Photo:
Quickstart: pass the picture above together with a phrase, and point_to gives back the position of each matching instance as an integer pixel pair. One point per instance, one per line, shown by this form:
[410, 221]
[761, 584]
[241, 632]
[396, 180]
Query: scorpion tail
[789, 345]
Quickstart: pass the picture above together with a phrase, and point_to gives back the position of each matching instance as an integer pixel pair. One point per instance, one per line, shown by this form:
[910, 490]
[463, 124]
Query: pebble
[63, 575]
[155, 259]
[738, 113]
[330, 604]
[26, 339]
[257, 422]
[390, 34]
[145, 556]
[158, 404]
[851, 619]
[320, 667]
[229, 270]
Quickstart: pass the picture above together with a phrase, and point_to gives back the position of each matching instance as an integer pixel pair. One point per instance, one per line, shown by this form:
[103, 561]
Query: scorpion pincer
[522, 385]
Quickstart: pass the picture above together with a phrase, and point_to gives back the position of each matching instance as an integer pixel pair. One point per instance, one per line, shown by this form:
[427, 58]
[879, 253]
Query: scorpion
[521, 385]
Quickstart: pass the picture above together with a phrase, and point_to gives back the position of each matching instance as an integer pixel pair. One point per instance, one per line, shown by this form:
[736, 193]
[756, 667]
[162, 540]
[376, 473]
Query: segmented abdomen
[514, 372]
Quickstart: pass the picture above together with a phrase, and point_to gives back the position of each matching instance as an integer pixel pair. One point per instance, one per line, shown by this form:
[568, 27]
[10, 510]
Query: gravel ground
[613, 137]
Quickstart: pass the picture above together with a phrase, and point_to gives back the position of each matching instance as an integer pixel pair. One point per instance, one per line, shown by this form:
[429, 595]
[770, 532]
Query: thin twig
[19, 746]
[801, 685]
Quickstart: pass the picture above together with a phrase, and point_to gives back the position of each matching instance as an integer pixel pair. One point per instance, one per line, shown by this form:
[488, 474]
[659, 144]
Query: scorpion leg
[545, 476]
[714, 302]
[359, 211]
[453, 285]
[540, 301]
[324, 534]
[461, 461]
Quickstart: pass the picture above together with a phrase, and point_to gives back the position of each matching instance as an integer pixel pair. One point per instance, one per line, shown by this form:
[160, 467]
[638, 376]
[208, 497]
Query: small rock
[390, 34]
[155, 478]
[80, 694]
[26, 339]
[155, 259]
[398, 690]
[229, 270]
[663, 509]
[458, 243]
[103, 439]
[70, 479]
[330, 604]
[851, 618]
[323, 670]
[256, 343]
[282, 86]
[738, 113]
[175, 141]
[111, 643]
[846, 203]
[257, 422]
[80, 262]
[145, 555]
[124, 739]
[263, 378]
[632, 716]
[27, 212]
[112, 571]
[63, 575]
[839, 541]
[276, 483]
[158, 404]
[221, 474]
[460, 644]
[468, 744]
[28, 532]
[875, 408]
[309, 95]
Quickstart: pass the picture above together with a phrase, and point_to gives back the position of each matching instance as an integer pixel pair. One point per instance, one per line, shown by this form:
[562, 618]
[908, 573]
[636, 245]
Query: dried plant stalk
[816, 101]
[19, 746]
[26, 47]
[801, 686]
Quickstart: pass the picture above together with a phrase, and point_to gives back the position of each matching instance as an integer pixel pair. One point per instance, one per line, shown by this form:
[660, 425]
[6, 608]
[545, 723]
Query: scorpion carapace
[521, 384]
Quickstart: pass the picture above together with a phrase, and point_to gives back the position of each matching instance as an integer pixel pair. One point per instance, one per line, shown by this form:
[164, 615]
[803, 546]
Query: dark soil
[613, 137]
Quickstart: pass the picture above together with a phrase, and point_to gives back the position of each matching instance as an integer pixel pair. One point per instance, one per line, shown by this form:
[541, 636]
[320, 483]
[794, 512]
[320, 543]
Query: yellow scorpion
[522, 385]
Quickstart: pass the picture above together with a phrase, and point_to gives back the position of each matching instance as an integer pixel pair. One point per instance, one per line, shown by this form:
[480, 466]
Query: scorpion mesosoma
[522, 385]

YOUR OBJECTIVE:
Write back every line of the material exactly as it was provided.

FINISHED EXERCISE:
Photo:
Quickstart: pass the picture above together with a phrase, and point_to gives back the position of each matching instance as an integer pixel pair. One point per instance, one per line, shown by this form:
[410, 221]
[761, 584]
[241, 632]
[396, 180]
Query: scorpion tail
[789, 345]
Quickstart: pass the picture above together with a phrase, and point_to gives back the position of each matching instance as an integer pixel pair. One point per instance, one per line, shown by this form:
[910, 490]
[463, 124]
Query: pebble
[63, 575]
[155, 259]
[738, 113]
[330, 604]
[26, 339]
[257, 422]
[390, 34]
[145, 556]
[158, 404]
[851, 619]
[320, 667]
[229, 270]
Quickstart: pass the picture above together with a phrase, and point_to gives back the position of each matching instance as an integer pixel pair. One point per instance, one per line, shown by this form:
[103, 561]
Query: scorpion pincer
[522, 385]
Quickstart: pass the picture above together with a phrase, and point_to gives back the position of each matching instance as an integer pixel pair. One point per instance, one per line, shown by this form:
[427, 58]
[879, 253]
Query: scorpion
[521, 385]
Quickstart: pass the picture above together with a phrase, and point_to gives back the position of each matching instance as an integer pixel pair. One point per instance, one per line, shown by this form:
[736, 193]
[756, 667]
[162, 540]
[376, 473]
Query: segmented abdomen
[514, 372]
Quickstart: pass the picture above together with a phrase, and point_to gives back the position of each matching instance as an integer pixel pair. One point per instance, one per line, shown by this form:
[568, 27]
[10, 510]
Query: gravel ground
[613, 137]
Quickstart: pass the picture above together with a phrase, and point_to gives back the position of each matching instance as an integer pixel pair. One point per instance, one per line, shown by this form:
[429, 595]
[770, 532]
Query: thin twig
[19, 746]
[801, 685]
Quickstart: pass the picture above together with a phrase, and point_to gives back the position of each matching instance as an integer pixel pair. One point per instance, one per line, shown by this form:
[488, 474]
[659, 144]
Query: scorpion leg
[545, 476]
[714, 302]
[359, 211]
[453, 285]
[540, 301]
[324, 534]
[461, 461]
Quickstart: pass the picture above together with a phrase, and point_to gives back the position of each matching instance as an integer pixel pair. One point per instance, one per line, shown by this form:
[160, 467]
[638, 376]
[208, 497]
Query: small rock
[390, 34]
[155, 478]
[80, 694]
[26, 339]
[155, 259]
[398, 690]
[229, 270]
[663, 509]
[458, 243]
[103, 439]
[70, 479]
[330, 604]
[851, 618]
[323, 670]
[256, 343]
[282, 86]
[738, 113]
[175, 141]
[111, 643]
[846, 203]
[257, 422]
[80, 262]
[145, 555]
[124, 739]
[263, 378]
[632, 716]
[27, 212]
[112, 571]
[63, 575]
[839, 541]
[276, 483]
[158, 404]
[221, 474]
[460, 644]
[468, 744]
[28, 532]
[875, 408]
[309, 95]
Quickstart: pass the picture above together with a phrase, and point_to gives back the position of each matching instance as an integer pixel pair. One point per instance, one per line, shown by this form:
[562, 618]
[908, 573]
[636, 245]
Query: dried plant stalk
[816, 101]
[19, 746]
[26, 47]
[801, 686]
Quickstart: pass the picture above together with a phrase, and point_to gives back the position of each matching instance as an integer pixel pair. One point per instance, one per line, shown by this form:
[660, 425]
[6, 608]
[545, 723]
Query: scorpion carapace
[521, 384]
Quickstart: pass the picture above together with a phrase, and point_to gives back the position of each matching instance as an integer pixel pair. One point per instance, one per line, shown by this form:
[164, 615]
[803, 546]
Query: dark soil
[613, 137]
Quickstart: pass the picture above together with a phrase, and point_to gives back the position of each matching instance as an integer pixel pair. One point per instance, one per line, shown by this form:
[541, 636]
[320, 483]
[794, 512]
[320, 543]
Query: yellow scorpion
[522, 385]
Quickstart: pass the picture above together with a phrase, and point_to gives back the position of each matching instance as an integer pixel pair. One point per instance, one per line, shown by this form:
[480, 466]
Query: scorpion mesosoma
[522, 385]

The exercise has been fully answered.